__Exercise directions__
Rewrite the items below, changing every "snow" to "frost" and keeping everything else the same.

★ ★ ★

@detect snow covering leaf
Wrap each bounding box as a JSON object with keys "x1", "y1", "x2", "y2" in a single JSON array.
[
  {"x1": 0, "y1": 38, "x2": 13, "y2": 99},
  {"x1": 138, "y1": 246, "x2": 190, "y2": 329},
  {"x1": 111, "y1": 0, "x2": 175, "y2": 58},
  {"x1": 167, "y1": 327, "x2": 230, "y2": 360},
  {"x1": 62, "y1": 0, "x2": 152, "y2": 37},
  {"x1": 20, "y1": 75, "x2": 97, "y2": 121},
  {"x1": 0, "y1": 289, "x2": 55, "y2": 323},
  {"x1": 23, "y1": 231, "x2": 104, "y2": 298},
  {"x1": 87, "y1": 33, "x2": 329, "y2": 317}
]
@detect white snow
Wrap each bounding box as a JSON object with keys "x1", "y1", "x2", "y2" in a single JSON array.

★ ★ ★

__The output__
@detect frost covering leaf
Wrap each bounding box as a JSON object with keys "x1", "y1", "x2", "y2" in a single JSON array.
[
  {"x1": 0, "y1": 38, "x2": 13, "y2": 99},
  {"x1": 138, "y1": 246, "x2": 190, "y2": 329},
  {"x1": 111, "y1": 0, "x2": 175, "y2": 58},
  {"x1": 167, "y1": 327, "x2": 230, "y2": 360},
  {"x1": 62, "y1": 0, "x2": 152, "y2": 37},
  {"x1": 20, "y1": 75, "x2": 97, "y2": 121},
  {"x1": 0, "y1": 289, "x2": 55, "y2": 323},
  {"x1": 23, "y1": 231, "x2": 104, "y2": 298},
  {"x1": 87, "y1": 33, "x2": 329, "y2": 317}
]
@detect white frost
Wrap each bounding box as a JSON object with keys "x1", "y1", "x2", "y2" in a single JSON array.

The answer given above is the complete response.